## WHAT TO PRODUCE
Print the data exactly, leaving nothing out.

───── LISTING ─────

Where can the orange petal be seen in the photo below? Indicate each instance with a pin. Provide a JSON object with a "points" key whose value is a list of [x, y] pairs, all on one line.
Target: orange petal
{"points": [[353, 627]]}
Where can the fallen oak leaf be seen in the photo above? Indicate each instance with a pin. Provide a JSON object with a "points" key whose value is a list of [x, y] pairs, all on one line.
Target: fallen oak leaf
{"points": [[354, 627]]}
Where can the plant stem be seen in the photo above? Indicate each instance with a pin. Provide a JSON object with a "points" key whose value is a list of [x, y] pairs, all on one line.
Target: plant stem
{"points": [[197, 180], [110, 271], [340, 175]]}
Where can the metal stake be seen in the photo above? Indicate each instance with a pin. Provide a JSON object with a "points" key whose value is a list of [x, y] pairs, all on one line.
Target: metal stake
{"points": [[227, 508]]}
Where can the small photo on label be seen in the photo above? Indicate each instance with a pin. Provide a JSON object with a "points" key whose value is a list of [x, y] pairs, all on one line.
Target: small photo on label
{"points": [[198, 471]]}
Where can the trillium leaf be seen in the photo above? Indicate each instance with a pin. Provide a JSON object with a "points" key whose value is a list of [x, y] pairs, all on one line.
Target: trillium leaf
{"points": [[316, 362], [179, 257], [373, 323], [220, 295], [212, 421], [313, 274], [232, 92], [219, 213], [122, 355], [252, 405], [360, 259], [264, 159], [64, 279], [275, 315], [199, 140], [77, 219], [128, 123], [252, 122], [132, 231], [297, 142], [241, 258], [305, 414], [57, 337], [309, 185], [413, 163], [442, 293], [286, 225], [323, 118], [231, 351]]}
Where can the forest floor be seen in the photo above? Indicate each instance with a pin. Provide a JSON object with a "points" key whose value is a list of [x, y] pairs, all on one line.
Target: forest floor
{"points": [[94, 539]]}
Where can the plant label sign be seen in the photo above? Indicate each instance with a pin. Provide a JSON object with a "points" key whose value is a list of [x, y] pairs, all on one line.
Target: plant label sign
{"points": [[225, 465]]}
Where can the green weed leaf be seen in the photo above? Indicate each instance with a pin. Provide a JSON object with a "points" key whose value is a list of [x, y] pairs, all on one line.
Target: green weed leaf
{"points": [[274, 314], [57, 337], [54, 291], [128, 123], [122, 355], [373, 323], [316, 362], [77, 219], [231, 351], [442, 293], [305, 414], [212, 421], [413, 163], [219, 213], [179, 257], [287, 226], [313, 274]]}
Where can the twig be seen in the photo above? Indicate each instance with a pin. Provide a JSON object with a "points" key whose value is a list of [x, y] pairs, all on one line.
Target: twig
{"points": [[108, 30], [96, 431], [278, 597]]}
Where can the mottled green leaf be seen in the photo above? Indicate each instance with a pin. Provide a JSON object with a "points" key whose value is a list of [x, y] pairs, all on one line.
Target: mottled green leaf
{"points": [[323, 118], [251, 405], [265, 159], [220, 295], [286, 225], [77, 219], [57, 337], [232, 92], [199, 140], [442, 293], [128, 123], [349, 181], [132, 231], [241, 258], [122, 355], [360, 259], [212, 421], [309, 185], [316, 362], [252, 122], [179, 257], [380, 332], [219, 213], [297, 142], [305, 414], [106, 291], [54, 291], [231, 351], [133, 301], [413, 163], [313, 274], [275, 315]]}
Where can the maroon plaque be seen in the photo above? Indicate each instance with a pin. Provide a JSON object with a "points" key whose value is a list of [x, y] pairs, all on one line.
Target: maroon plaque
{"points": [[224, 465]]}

─────

## TASK OUTPUT
Where can the orange petal be seen in the photo below? Indicate each instance with a pin. Provide a JSON object with a "points" key whose value is a list of [x, y] pairs, all on one line.
Target: orange petal
{"points": [[353, 627]]}
Where can the fallen oak leaf be seen in the photo above? Indicate each instance with a pin. Provide a JSON object with a "points" key whose value is a list of [x, y] pairs, all on one line.
Target: fallen oak leaf
{"points": [[354, 627]]}
Where can the plant stem be seen in the photo above? Indicate each instance with a pin. Provide a JSON object with a "points" key whose value is a list of [x, y] pairs, all on one line.
Target: plant stem
{"points": [[197, 180], [110, 271], [340, 175]]}
Where can the metal stake be seen in the photo above? Indicate each instance with a pin. Provide a JSON object with a "points" key whose value is a list of [x, y] pairs, all on one line.
Target: metal stake
{"points": [[227, 508]]}
Where can the small photo on label be seen in the photo above? Indicate each instance with a pin. Provide a JSON object with a "points" key whose value is a list of [x, y] pairs, all on one line.
Target: small photo on label
{"points": [[198, 471]]}
Where can the trillium leaf be seen in the photo above? Indicate each instance with a pin. Provide a JSON object with a "points" key whose value is a list of [x, y] pairs, all on one line.
Target: trillium leaf
{"points": [[316, 362], [179, 257], [373, 323], [220, 295], [212, 421], [313, 274], [232, 92], [219, 213], [122, 355], [252, 405], [360, 259], [264, 159], [64, 279], [275, 315], [199, 140], [77, 219], [128, 123], [252, 122], [132, 231], [297, 142], [241, 258], [305, 414], [57, 337], [309, 185], [413, 163], [442, 293], [286, 225], [323, 118], [231, 351]]}
Where can the forest floor be seen in the photo above? Indicate each instance with a pin. Provide a JSON object with a "points" key whose value is a list of [x, y] pairs, all on one line.
Target: forest floor
{"points": [[94, 539]]}
Where can the plant label sign be seen in the photo above? Indicate each instance with a pin. Provide a JSON object with a "points" key whose value is a list of [x, y] pairs, all on one line.
Target: plant label sign
{"points": [[225, 465]]}
Where can the green weed leaf be seen in the photo above? Indicate each instance with a pin. Provide a JSON object with a "points" key whose value is a list of [x, y] pairs, all on one line.
Target: green weed leaf
{"points": [[274, 314], [57, 337], [54, 291], [128, 123], [122, 355], [373, 323], [316, 362], [77, 219], [231, 351], [442, 293], [305, 414], [212, 421], [413, 163], [219, 213], [179, 257], [287, 226], [313, 274]]}
Where can the twig be seen in the photo above? Indicate each instance with a pin. Provide a JSON object with a "points" key whose value is a list of [x, y] pairs, all on one line.
Target: twig
{"points": [[108, 30], [96, 431], [278, 597]]}
Where can the mottled green leaf be seen in the photo above? Indicate each instance with a pin. Provide a JSON object with a "points" key whose value is a list of [x, y] pairs, all on one line.
Target: mottled green leaf
{"points": [[323, 118], [251, 405], [265, 159], [220, 295], [286, 225], [77, 219], [57, 337], [232, 92], [199, 140], [442, 293], [128, 123], [349, 181], [132, 231], [241, 258], [122, 355], [360, 259], [212, 421], [309, 185], [316, 362], [252, 122], [179, 257], [380, 332], [219, 213], [297, 142], [305, 414], [106, 291], [54, 291], [231, 351], [133, 301], [413, 163], [313, 274], [275, 315]]}
Where can the maroon plaque be seen in the photo above? Indicate each instance with a pin. Provide a JSON object with a "points" key whose value is a list of [x, y] pairs, all on one line.
Target: maroon plaque
{"points": [[224, 465]]}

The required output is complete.